[Location identification items]
/---

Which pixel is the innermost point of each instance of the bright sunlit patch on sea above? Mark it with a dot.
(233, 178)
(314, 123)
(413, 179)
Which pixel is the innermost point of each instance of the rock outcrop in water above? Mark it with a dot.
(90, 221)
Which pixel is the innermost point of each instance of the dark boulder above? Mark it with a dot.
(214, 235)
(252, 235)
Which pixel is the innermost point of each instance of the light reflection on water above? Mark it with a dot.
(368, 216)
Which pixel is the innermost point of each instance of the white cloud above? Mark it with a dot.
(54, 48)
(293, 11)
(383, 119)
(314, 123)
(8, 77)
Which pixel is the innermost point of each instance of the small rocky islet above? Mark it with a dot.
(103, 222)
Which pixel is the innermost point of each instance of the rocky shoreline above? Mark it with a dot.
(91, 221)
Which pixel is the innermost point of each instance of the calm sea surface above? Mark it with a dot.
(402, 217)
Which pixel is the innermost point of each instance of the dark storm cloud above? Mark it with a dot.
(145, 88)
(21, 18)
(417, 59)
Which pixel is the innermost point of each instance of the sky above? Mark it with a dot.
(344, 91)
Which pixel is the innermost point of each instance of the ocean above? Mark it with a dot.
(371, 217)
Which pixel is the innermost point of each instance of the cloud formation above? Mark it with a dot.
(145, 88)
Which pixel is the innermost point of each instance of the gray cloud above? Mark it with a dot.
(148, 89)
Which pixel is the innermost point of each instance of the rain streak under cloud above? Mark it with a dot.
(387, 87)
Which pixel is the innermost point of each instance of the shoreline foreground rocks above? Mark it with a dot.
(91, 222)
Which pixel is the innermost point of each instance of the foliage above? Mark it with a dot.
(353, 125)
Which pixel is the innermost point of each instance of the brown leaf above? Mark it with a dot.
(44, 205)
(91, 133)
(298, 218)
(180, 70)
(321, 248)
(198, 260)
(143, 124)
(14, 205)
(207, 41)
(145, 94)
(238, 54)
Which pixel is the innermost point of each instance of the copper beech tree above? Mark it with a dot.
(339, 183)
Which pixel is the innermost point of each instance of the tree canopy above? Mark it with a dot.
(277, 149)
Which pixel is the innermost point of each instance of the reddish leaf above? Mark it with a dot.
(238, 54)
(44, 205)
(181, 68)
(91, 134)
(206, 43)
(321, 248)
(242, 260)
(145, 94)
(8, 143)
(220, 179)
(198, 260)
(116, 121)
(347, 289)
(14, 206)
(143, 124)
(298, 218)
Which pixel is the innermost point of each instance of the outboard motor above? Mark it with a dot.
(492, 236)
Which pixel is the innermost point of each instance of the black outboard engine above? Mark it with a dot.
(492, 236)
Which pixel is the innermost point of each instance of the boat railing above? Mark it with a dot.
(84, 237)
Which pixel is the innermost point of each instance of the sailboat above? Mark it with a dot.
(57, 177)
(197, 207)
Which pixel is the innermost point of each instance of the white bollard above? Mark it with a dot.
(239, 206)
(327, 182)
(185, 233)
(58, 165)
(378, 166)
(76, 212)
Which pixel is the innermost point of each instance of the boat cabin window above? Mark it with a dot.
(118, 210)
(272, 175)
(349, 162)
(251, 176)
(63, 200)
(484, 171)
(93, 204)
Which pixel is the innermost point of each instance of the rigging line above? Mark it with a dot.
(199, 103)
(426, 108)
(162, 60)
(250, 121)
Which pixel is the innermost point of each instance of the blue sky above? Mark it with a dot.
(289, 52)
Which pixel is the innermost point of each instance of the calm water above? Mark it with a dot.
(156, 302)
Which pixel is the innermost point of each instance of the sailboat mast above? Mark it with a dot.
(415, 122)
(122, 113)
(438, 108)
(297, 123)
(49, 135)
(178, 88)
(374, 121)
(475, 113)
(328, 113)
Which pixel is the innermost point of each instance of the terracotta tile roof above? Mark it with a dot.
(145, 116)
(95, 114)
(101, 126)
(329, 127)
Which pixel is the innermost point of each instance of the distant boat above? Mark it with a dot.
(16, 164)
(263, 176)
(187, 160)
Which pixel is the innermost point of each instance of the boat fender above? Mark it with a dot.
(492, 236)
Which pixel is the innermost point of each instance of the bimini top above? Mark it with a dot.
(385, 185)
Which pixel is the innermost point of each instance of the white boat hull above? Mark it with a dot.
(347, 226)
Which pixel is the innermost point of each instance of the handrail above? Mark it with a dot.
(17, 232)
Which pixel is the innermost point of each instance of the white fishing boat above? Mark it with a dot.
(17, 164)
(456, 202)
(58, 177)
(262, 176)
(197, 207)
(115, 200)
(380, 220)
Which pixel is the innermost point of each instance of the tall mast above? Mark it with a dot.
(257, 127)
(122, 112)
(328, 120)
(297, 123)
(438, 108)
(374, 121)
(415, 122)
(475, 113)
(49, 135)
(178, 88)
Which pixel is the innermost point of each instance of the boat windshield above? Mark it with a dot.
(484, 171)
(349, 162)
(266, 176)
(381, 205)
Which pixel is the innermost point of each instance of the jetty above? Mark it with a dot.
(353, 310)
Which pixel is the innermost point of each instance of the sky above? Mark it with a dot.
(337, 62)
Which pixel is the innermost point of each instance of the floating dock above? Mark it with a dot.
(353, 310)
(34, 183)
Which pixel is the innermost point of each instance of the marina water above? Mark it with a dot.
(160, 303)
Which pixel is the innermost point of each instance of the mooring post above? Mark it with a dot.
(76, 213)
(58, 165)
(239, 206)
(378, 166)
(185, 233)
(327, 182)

\---

# STATED TASK:
Transcribe the entire listing above precisely.

# ANSWER FOR THIS EXERCISE:
Which pixel is the innermost point of each instance of the bright sunlit patch on sea above? Mark it with a dot.
(233, 178)
(314, 123)
(413, 179)
Which pixel is the innermost point of each instance of the rock outcrop in water above? Mark it with a dot.
(90, 221)
Which pixel is the innermost point of each instance of the dark boulder above? Mark it with a dot.
(214, 235)
(252, 235)
Which pixel is the innermost point of each instance of the light reflection on water above? Mark it with a dot.
(368, 216)
Which pixel is the innermost point of each instance of the white cloud above? Mark it with a dot.
(54, 48)
(293, 11)
(383, 119)
(314, 123)
(8, 77)
Which pixel is the innermost point of each instance of the small rocky islet above? Mark it with a dot.
(103, 222)
Which pixel is the innermost point of each instance of the rocky shoreline above? Mark it with a dot.
(91, 221)
Which pixel is the innermost point of each instance of the calm sea surface above? Mark it with a dot.
(402, 217)
Which pixel is the innermost point of each instance of the dark storm cloud above? Mark it with a dot.
(145, 88)
(21, 18)
(417, 59)
Which pixel is the innermost point of each instance of the sky above? Mark it with a dot.
(344, 91)
Which pixel is the innermost point of each instance of the ocean above? Mark it with a dot.
(371, 217)
Which pixel is the innermost point of each instance of the cloud formation above? Mark it with a dot.
(145, 88)
Which pixel is the innermost point of each instance of the gray cloud above? Mark it with a dot.
(148, 89)
Which pixel is the innermost point of each instance of the rain streak under cloud above? Mark it with a dot.
(387, 87)
Which pixel is the innermost point of each instance of the shoreline foreground rocks above? Mark it with a dot.
(91, 222)
Which pixel is the innermost point of each instance of the foliage above? Mark it with a dot.
(353, 125)
Which pixel is the innermost point of each instance of the brown leaf above? Mark it with a dot.
(44, 205)
(91, 133)
(298, 218)
(180, 70)
(321, 248)
(198, 260)
(143, 124)
(14, 205)
(207, 41)
(145, 94)
(238, 54)
Which pixel is the innermost point of each instance of the copper beech tree above? Mark it with a dot.
(339, 183)
Which pixel is the innermost point of each instance of the tree canopy above? Mark it with a dot.
(277, 149)
Which pixel is the innermost point of each instance of the reddish leaf above? Mark it with a dot.
(238, 54)
(44, 205)
(181, 68)
(91, 134)
(206, 43)
(321, 248)
(242, 260)
(145, 94)
(8, 143)
(220, 179)
(198, 260)
(116, 121)
(347, 289)
(14, 206)
(143, 124)
(298, 218)
Which pixel is the innermost point of each instance of the outboard motor above? Mark it with a dot.
(492, 236)
Which pixel is the innermost point of each instance of the black outboard engine above? Mark it with a dot.
(492, 236)
Which pixel is the innermost point of each instance of the boat railing above? Mark it with a dot.
(84, 237)
Which pixel is the innermost point of each instance of the sailboat above? Mark it with a dot.
(57, 177)
(197, 207)
Which pixel is the innermost point of each instance of the white bollard above? Mark it with a dot.
(239, 206)
(327, 182)
(185, 233)
(58, 165)
(378, 166)
(76, 212)
Which pixel is the innermost point of each instance of the boat cabin window above? Mark it with a dot.
(118, 210)
(272, 175)
(349, 162)
(251, 176)
(63, 200)
(484, 171)
(93, 204)
Which pixel is the innermost point of each instance of the rigging line above? Mark it with a dot.
(199, 103)
(426, 108)
(162, 60)
(250, 121)
Which pixel is the innermost point of each instance of the blue sky above? Mark it with a dot.
(289, 52)
Which pixel is the innermost point of each instance of the calm water above? Mark it with a dot.
(156, 302)
Which pixel is the innermost point of each instance of the sailboat mast above? Mark it with a dot.
(415, 122)
(122, 113)
(438, 108)
(297, 123)
(49, 135)
(178, 88)
(374, 121)
(475, 113)
(328, 113)
Which pixel is the innermost point of each instance of the terracotta tile roof above? Mark it with a dot.
(145, 116)
(95, 114)
(101, 126)
(329, 127)
Which pixel is the innermost point of each instance of the distant boat above? Mark it with a dot.
(16, 164)
(263, 176)
(187, 160)
Which pixel is the innermost point of each instance of the boat fender above? Mark it with a dot.
(492, 236)
Which pixel is the innermost point of each instance of the bimini top above? Mark it with a dot.
(385, 185)
Which pixel is the innermost point of each instance of the white boat hull above? Mark it with a dot.
(347, 226)
Which pixel is the innermost point of each instance of the handrail above? Mark it with a dot.
(17, 232)
Which pixel is the innermost point of each instance of the white fishing boat above? Mark it with a dot.
(17, 164)
(456, 202)
(58, 177)
(262, 176)
(197, 207)
(115, 200)
(380, 220)
Which pixel is the innermost point of each instance of the tall mast above? Mark it with a dot.
(257, 127)
(122, 112)
(328, 120)
(297, 123)
(438, 108)
(374, 121)
(415, 122)
(475, 113)
(49, 135)
(178, 88)
Which pixel is the innermost point of each instance of the boat windshield above? Mark it with a dot.
(484, 171)
(349, 162)
(266, 176)
(381, 205)
Which pixel is the innermost point of each instance of the jetty above? Mark it with a dot.
(353, 310)
Which pixel is the innermost point of each instance of the sky above? Mark it with a dot.
(337, 62)
Which pixel is the innermost point of each instance of the floating dock above? Mark it with a dot.
(353, 310)
(34, 183)
Which pixel is the innermost point of each instance of the marina water above? Mark it with a dot.
(160, 303)
Which pixel is the innermost point of each instance of the mooring post above? Mark it with a dot.
(76, 213)
(58, 165)
(239, 206)
(378, 166)
(185, 233)
(327, 182)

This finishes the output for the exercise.